▶ _Written problem_:
Please reproduce all of the material below word for word, changing nothing.

▶ _Input records_:
■ ■ ■

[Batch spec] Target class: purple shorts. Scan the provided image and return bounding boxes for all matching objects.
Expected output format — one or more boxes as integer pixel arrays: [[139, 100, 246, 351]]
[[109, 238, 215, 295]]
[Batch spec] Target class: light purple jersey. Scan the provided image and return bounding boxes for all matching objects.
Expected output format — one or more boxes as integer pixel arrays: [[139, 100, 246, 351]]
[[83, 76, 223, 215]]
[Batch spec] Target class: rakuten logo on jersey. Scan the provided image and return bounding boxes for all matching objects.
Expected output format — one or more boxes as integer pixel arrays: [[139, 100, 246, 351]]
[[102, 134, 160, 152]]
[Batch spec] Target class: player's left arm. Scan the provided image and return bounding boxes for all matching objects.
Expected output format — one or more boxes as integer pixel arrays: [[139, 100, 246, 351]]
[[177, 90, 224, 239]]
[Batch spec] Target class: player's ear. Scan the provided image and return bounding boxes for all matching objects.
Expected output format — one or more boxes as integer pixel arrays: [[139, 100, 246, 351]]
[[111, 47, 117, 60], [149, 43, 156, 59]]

■ ■ ■

▶ _Exercise response_:
[Batch spec] Target class: purple shorts. Scan the provided image and return bounding boxes for all matching objects.
Expected output format — one or more boxes as integer pixel arrays: [[139, 100, 246, 351]]
[[109, 238, 215, 295]]
[Batch spec] Target class: light purple jersey. Scan the provided image and return bounding boxes for all matching objects.
Expected output format — one or more boxes as integer pixel arrays: [[139, 100, 246, 351]]
[[83, 76, 223, 215]]
[Batch spec] Target class: rakuten logo on jersey. Scan the provided image and return bounding boxes for all matching objects.
Expected output format — one or more boxes as integer pixel arrays: [[139, 100, 246, 351]]
[[102, 134, 160, 152]]
[Batch spec] Target class: player's left arm. Scan the provided image and return bounding boxes for all matching objects.
Expected output format — one or more boxes as integer pixel arrays: [[139, 100, 246, 351]]
[[177, 90, 224, 239]]
[Batch spec] Target class: player's ear. Scan the provided image and return bounding boxes for all matching objects.
Expected output format — one or more boxes as integer pixel arrays: [[139, 100, 246, 351]]
[[111, 47, 117, 60], [149, 43, 156, 59]]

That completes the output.